Material provided:

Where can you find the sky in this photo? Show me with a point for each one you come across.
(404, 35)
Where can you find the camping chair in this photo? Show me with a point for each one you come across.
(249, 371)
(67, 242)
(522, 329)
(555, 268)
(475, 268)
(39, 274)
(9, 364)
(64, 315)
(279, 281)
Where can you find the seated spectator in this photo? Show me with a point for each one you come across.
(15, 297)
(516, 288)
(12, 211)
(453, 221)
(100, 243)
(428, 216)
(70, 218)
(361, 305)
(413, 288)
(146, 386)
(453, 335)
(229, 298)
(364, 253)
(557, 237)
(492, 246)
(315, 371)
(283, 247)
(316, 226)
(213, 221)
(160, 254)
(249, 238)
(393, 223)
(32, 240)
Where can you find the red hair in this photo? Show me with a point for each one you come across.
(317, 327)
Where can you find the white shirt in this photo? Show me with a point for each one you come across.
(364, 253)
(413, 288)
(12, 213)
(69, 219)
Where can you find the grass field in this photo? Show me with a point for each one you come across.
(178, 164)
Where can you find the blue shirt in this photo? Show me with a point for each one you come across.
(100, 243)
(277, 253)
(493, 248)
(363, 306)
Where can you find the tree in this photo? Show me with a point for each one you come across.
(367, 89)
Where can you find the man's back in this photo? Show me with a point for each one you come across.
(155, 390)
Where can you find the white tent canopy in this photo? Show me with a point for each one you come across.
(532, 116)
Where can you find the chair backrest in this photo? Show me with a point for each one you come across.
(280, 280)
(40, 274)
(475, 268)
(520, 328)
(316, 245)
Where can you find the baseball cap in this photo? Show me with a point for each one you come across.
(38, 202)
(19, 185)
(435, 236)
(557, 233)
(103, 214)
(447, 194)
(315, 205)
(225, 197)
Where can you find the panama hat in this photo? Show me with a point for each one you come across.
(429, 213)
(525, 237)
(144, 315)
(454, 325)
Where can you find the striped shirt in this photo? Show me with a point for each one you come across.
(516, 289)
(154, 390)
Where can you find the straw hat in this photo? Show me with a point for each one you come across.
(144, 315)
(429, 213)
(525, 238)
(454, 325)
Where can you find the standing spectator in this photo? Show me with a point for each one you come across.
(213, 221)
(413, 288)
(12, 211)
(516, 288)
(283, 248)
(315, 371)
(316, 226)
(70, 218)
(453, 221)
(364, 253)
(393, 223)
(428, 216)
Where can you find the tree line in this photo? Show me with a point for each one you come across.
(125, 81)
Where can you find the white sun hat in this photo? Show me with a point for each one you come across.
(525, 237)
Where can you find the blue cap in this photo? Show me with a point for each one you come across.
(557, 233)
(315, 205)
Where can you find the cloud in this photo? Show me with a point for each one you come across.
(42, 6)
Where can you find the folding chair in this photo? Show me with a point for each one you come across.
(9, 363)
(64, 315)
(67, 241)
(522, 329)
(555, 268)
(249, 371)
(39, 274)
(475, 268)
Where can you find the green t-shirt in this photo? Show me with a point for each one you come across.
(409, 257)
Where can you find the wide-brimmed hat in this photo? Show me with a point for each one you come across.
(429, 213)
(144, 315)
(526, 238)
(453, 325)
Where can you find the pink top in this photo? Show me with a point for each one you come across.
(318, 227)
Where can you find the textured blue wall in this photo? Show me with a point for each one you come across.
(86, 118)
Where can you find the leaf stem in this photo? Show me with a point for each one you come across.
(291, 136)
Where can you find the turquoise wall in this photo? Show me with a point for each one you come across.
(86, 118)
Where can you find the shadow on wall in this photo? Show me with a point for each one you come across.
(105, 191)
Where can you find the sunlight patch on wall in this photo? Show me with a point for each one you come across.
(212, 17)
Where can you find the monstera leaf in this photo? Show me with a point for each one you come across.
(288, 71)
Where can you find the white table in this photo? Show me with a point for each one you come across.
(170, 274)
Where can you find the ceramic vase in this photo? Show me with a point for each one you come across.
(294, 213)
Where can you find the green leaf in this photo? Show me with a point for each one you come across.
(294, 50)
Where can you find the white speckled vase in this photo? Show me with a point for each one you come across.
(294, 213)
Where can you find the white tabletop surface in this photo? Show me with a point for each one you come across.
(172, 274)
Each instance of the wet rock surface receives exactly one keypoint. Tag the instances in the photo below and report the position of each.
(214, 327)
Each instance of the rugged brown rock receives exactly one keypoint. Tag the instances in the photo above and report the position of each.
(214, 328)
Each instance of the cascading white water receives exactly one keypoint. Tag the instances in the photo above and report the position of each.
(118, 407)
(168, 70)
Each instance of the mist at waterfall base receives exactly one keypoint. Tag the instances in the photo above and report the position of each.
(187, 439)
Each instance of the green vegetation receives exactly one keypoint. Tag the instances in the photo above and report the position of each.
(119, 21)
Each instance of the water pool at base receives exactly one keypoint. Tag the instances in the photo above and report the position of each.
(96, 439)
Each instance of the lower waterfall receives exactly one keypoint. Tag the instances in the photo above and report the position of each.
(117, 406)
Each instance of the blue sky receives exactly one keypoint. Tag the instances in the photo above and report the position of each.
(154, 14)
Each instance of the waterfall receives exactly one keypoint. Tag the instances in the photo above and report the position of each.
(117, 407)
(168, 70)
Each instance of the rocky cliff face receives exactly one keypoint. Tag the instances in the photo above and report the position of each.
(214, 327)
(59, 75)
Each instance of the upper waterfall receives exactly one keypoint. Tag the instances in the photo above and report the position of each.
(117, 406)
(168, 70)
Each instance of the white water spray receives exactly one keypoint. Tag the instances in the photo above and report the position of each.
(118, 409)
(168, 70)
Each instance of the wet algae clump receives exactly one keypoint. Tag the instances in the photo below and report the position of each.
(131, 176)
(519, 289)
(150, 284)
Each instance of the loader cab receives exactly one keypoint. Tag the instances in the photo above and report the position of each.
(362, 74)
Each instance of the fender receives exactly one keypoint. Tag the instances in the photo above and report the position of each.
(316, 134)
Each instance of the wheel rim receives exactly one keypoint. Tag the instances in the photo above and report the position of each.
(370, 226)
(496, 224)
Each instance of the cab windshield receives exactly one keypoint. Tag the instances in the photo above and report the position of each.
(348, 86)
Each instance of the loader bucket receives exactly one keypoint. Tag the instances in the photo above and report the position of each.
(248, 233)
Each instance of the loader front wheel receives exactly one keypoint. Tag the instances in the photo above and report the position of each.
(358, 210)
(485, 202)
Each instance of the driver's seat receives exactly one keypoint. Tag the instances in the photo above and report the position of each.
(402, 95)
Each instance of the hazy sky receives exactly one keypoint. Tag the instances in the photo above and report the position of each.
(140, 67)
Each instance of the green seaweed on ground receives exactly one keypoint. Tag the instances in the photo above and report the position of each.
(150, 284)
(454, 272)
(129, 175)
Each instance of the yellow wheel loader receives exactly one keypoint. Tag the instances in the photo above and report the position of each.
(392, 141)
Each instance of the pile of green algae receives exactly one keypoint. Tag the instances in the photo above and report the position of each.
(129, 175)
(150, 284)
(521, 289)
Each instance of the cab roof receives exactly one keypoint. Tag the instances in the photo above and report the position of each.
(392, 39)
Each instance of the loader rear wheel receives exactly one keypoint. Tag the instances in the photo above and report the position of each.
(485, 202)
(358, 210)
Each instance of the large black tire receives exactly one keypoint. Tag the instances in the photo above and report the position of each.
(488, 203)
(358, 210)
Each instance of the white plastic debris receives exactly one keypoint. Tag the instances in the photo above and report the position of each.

What is needed:
Extract the complete listing verbatim.

Task response:
Where can you find the sky in this photo? Show me with a point for each one you come across.
(404, 35)
Where can you find the camping chair in this photo? Show me with a point for each one you come across.
(249, 371)
(67, 242)
(522, 329)
(555, 268)
(475, 268)
(39, 274)
(9, 364)
(64, 315)
(279, 281)
Where can you find the seated spectator in this photo? Show me with a point for each one you come across.
(15, 297)
(516, 288)
(12, 211)
(453, 221)
(100, 243)
(428, 216)
(70, 218)
(361, 305)
(413, 288)
(146, 386)
(453, 335)
(229, 298)
(364, 253)
(557, 237)
(492, 246)
(315, 371)
(283, 247)
(316, 226)
(213, 221)
(160, 254)
(249, 238)
(393, 223)
(32, 240)
Where can you find the red hair in this photo? Show me with a point for each one you come across.
(317, 327)
Where can you find the white shirt in this photo? Show me with a point for each one you come across.
(364, 253)
(413, 288)
(12, 213)
(69, 219)
Where can you find the grass field in this photo? Show me with a point for each one you come across.
(178, 164)
Where can you find the blue shirt in this photo? Show me with a point for each one you come across.
(100, 243)
(277, 253)
(493, 248)
(363, 306)
Where can you find the tree in this photo? Show me with a point for each one you come across.
(367, 89)
Where can you find the man's back in this photo? Show me with a point for each one you come across.
(155, 390)
Where can you find the white tent canopy in this photo? Show me with a point for each one you come across.
(532, 116)
Where can you find the chair backrest in this photo? Show me with a point for each one you come across.
(280, 280)
(40, 274)
(475, 268)
(520, 328)
(316, 245)
Where can you find the baseball cap in this photo? Show me with a point for each one you come across.
(38, 202)
(19, 185)
(435, 236)
(557, 233)
(103, 214)
(447, 194)
(315, 205)
(225, 197)
Where can you find the panama hat in this photo? Show me with a point for each one you come across.
(429, 213)
(525, 237)
(144, 315)
(454, 325)
Where can you find the striped shirt in this photo? Show me with a point for each one you come across.
(516, 289)
(154, 390)
Where can you find the straw hat in this photo? Show me with a point for each one you come across.
(144, 315)
(429, 213)
(525, 238)
(454, 325)
Where can you find the standing spectator in this photo? Show me with a point for each one you come across.
(213, 221)
(413, 288)
(12, 211)
(516, 288)
(283, 248)
(315, 371)
(316, 226)
(70, 218)
(453, 221)
(364, 253)
(393, 223)
(428, 216)
Where can you find the tree line in this photo? Show me with a point for each one you come across.
(125, 81)
Where can you find the white sun hat in this photo? Show me with a point for each one you come across.
(525, 237)
Where can you find the blue cap in this photo? Show me with a point for each one you come across.
(557, 233)
(315, 205)
Where can you find the cloud in this photo? Show me with a point for each one you come across.
(42, 6)
Where can you find the folding chair in this photo? Show me with a point for each one you come across.
(9, 363)
(64, 315)
(67, 241)
(522, 329)
(555, 268)
(249, 371)
(39, 274)
(475, 268)
Where can you find the green t-shirt in this photo? Show me with a point for each one you come across.
(409, 257)
Where can you find the wide-brimmed hat in this photo? Show me with a point for each one you come across.
(429, 213)
(144, 315)
(526, 238)
(453, 325)
Where can you find the pink top in this photo? Show me with a point for each one you come across.
(318, 227)
Where can you find the textured blue wall in this photo? Show me with a point for each one you come across.
(86, 118)
Where can you find the leaf stem in this photo? Show me with a point for each one you come across.
(291, 136)
Where can you find the turquoise wall in this photo? Show me with a point for each one you come across.
(86, 118)
Where can you find the shadow on wall in this photo? Show me with a point for each one you come across.
(105, 191)
Where can you find the sunlight patch on wall in this photo? Show me with a point for each one you come across.
(212, 17)
Where can you find the monstera leaf in this photo? Show me with a point for each one you come across.
(288, 71)
Where can you find the white table in this photo? Show me with a point for each one you come across.
(170, 274)
Where can you find the ceramic vase in this photo? Show me with a point for each one you come across.
(294, 213)
Where can you find the green leaf in this photo? Show me with a point for each one you come across.
(294, 50)
Where can you find the white speckled vase in this photo? Show me with a point for each one you come across.
(294, 213)
Where can you find the white tabletop surface in this photo? Show me with a point for each one you come across.
(172, 274)
Each instance of the wet rock surface receives exactly one keypoint. Tag the instances in the photo below and report the position of each.
(214, 327)
Each instance of the rugged brown rock receives exactly one keypoint. Tag the instances in the photo above and report the position of each.
(214, 328)
Each instance of the cascading white water receives exactly one keypoint. Tag the instances in the photo above and report the position of each.
(118, 407)
(168, 70)
Each instance of the mist at waterfall base receives exactly one keypoint. Tag the instances in the photo above and report the position of each.
(187, 439)
Each instance of the green vegetation receives exactly one keypoint. Tag the instances in the photo above and report the position of each.
(119, 21)
Each instance of the water pool at base receives exactly one keypoint. Tag the instances in the photo above and report the position of each.
(96, 439)
Each instance of the lower waterfall receives exactly one keypoint. Tag the instances in the photo above and report the position of each.
(117, 406)
Each instance of the blue sky receives exactly one keypoint. Tag the instances in the photo above and report the position of each.
(154, 14)
Each instance of the waterfall receives exactly one keypoint. Tag the instances in the photo above and report the position of each.
(117, 407)
(168, 70)
Each instance of the rocky cliff face receives exactly one keypoint. Tag the instances in the photo above and report the position of each.
(214, 327)
(59, 75)
Each instance of the upper waterfall receives exactly one keypoint. Tag the instances in the photo above and report the position of each.
(117, 406)
(168, 70)
Each instance of the white water spray receives exactly one keypoint. Tag the instances in the photo above and report the position of each.
(118, 409)
(168, 70)
Each instance of the wet algae clump receives exactly one keypoint. Tag the instances in the photo below and report the position of each.
(131, 176)
(519, 289)
(150, 284)
Each instance of the loader cab receives exactly one keypoint. Tag the instances in the photo above and report the position of each.
(362, 74)
Each instance of the fender receives exactly one keypoint. Tag the instances in the photo above and report the position of each.
(316, 134)
Each instance of the wheel rim receives exactly one keypoint. Tag the instances in the photo above and report the position of each.
(370, 226)
(496, 224)
Each instance of the cab windshield receives exactly one keypoint. Tag the instances in the photo above and report the position of each.
(348, 86)
Each instance of the loader bucket receives exactly one keypoint. Tag the instances in the photo above and report the position of each.
(248, 233)
Each instance of the loader front wheel receives exactly one keypoint. Tag the instances in the photo above and report the position of each.
(358, 210)
(485, 202)
Each instance of the driver's seat receives exactly one keypoint. Tag the instances in the photo above and report the position of each.
(402, 95)
Each instance of the hazy sky receives exactly one keypoint. Tag the instances in the photo above and report the position of each.
(140, 67)
Each instance of the green seaweed on ground receives exactly one keypoint. Tag the instances in the photo above and report the position of each.
(150, 284)
(454, 272)
(129, 175)
Each instance of the yellow wheel loader receives exactly one keypoint. Tag the instances in the photo above and report the position of each.
(392, 141)
Each instance of the pile of green algae receives exactly one keypoint. Tag the instances in the photo above and report the position of each.
(129, 175)
(150, 284)
(521, 289)
Each instance of the cab roof receives exactly one keypoint. Tag the instances in the photo above and report the position of each.
(392, 39)
Each instance of the loader rear wheel receives exactly one keypoint. Tag the instances in the photo above and report the position of each.
(485, 202)
(358, 210)
Each instance of the large black tire receives exactly one keypoint. Tag the instances in the photo above and report the position of each.
(488, 203)
(358, 210)
Each instance of the white plastic debris receives exactly one keypoint. Tag the instances in the photo above and report the position of each.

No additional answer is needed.